DESCRIPTION OF THE TASK:
Switch every "gray rock" in the material below to "boulder" and leave all other text unchanged.

--- GIVEN DATA ---

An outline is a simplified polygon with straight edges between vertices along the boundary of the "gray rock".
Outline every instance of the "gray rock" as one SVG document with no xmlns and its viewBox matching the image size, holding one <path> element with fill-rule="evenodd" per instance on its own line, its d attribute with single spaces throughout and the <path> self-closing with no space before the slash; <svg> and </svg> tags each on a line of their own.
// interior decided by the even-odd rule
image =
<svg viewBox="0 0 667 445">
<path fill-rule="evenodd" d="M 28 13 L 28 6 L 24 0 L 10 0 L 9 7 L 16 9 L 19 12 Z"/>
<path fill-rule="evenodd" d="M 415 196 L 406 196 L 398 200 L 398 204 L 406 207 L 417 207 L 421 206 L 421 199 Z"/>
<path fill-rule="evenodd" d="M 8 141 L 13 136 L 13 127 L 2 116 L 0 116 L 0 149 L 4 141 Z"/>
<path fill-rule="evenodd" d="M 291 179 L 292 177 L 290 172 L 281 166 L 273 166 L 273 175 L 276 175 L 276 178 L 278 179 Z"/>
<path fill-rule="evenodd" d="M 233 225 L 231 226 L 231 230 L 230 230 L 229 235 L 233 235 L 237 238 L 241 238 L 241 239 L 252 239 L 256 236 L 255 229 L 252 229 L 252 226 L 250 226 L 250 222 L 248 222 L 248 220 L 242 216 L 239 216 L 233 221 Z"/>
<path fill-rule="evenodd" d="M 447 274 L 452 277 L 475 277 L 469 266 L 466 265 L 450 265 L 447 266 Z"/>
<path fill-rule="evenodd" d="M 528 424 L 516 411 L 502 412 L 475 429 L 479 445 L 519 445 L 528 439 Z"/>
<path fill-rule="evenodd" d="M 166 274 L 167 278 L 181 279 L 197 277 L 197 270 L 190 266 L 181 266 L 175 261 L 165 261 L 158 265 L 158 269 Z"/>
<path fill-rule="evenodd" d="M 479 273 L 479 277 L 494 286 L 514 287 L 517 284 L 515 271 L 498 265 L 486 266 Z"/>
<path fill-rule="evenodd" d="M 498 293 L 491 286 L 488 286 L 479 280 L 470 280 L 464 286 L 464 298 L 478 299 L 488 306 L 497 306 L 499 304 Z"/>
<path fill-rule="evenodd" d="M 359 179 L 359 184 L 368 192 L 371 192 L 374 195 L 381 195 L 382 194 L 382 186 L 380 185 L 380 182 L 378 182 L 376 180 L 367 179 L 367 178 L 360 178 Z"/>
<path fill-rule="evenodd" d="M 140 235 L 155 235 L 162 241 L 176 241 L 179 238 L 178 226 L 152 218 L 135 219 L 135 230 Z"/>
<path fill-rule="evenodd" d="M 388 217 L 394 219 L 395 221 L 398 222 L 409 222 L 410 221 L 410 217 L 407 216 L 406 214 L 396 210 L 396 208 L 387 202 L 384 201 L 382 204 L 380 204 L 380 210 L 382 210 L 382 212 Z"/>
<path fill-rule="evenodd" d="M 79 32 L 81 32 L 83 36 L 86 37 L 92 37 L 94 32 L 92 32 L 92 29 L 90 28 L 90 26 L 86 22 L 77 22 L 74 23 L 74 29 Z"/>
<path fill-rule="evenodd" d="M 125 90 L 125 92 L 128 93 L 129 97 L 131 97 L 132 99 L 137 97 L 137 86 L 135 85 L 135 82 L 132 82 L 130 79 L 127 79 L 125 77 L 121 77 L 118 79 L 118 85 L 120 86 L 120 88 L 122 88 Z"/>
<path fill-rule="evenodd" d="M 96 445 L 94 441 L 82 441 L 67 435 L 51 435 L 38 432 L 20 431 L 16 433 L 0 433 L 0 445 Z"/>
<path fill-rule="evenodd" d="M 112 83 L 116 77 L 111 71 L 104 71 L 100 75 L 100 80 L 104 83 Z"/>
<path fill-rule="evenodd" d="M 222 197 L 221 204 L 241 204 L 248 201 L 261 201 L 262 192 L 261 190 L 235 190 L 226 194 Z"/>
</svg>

---

RESPONSE FOR THIS EXERCISE:
An outline is a simplified polygon with straight edges between vertices along the boundary of the "boulder".
Outline every instance of the "boulder" as one SVG document with no xmlns and its viewBox matching the image size, holding one <path> element with fill-rule="evenodd" per instance on its own line, its d attribute with single spaces throughout and the <path> self-closing with no space before the slash; <svg> and </svg> tags each on a line of their own.
// interior decided by the even-odd rule
image =
<svg viewBox="0 0 667 445">
<path fill-rule="evenodd" d="M 28 13 L 28 6 L 24 0 L 10 0 L 9 7 L 16 9 L 19 12 Z"/>
<path fill-rule="evenodd" d="M 415 196 L 406 196 L 398 200 L 398 204 L 406 207 L 417 207 L 421 206 L 421 199 Z"/>
<path fill-rule="evenodd" d="M 8 141 L 13 136 L 13 127 L 2 116 L 0 116 L 0 149 L 4 141 Z"/>
<path fill-rule="evenodd" d="M 291 179 L 292 177 L 290 172 L 281 166 L 273 166 L 273 175 L 276 175 L 276 178 L 278 179 Z"/>
<path fill-rule="evenodd" d="M 233 225 L 231 226 L 231 230 L 230 230 L 229 235 L 233 235 L 237 238 L 241 238 L 241 239 L 252 239 L 256 236 L 255 229 L 252 229 L 252 226 L 250 226 L 250 222 L 248 222 L 248 220 L 242 216 L 239 216 L 233 221 Z"/>
<path fill-rule="evenodd" d="M 447 274 L 452 277 L 475 277 L 469 266 L 466 265 L 450 265 L 447 266 Z"/>
<path fill-rule="evenodd" d="M 528 424 L 516 411 L 502 412 L 475 429 L 479 445 L 519 445 L 528 439 Z"/>
<path fill-rule="evenodd" d="M 166 274 L 167 278 L 181 279 L 197 277 L 197 270 L 190 266 L 181 266 L 175 261 L 165 261 L 158 265 L 158 269 Z"/>
<path fill-rule="evenodd" d="M 479 273 L 479 277 L 494 286 L 514 287 L 517 284 L 515 271 L 498 265 L 486 266 Z"/>
<path fill-rule="evenodd" d="M 498 293 L 491 286 L 488 286 L 479 280 L 470 280 L 464 286 L 464 298 L 478 299 L 488 306 L 497 306 L 499 304 Z"/>
<path fill-rule="evenodd" d="M 359 179 L 359 184 L 368 192 L 371 192 L 374 195 L 381 195 L 382 194 L 382 186 L 380 185 L 380 182 L 378 182 L 376 180 L 367 179 L 367 178 L 360 178 Z"/>
<path fill-rule="evenodd" d="M 140 235 L 155 235 L 162 241 L 176 241 L 179 238 L 178 226 L 152 218 L 135 219 L 135 230 Z"/>
<path fill-rule="evenodd" d="M 388 217 L 394 219 L 395 221 L 398 222 L 409 222 L 410 221 L 410 217 L 407 216 L 406 214 L 396 210 L 396 208 L 387 202 L 384 201 L 382 204 L 380 204 L 380 210 L 382 210 L 382 212 Z"/>
<path fill-rule="evenodd" d="M 79 32 L 81 32 L 83 36 L 86 37 L 92 37 L 94 32 L 92 32 L 92 29 L 90 28 L 90 26 L 86 22 L 77 22 L 74 23 L 74 29 Z"/>
<path fill-rule="evenodd" d="M 125 90 L 125 92 L 128 93 L 129 97 L 131 97 L 132 99 L 137 97 L 137 86 L 135 85 L 135 82 L 132 82 L 130 79 L 127 79 L 125 77 L 121 77 L 118 79 L 118 85 L 120 86 L 120 88 L 122 88 Z"/>
<path fill-rule="evenodd" d="M 96 445 L 94 441 L 82 441 L 67 435 L 51 435 L 38 432 L 20 431 L 16 433 L 0 433 L 0 445 Z"/>
<path fill-rule="evenodd" d="M 112 83 L 116 77 L 111 71 L 104 71 L 100 75 L 100 80 L 104 83 Z"/>
<path fill-rule="evenodd" d="M 222 197 L 221 204 L 241 204 L 248 201 L 261 201 L 262 192 L 261 190 L 235 190 L 226 194 Z"/>
</svg>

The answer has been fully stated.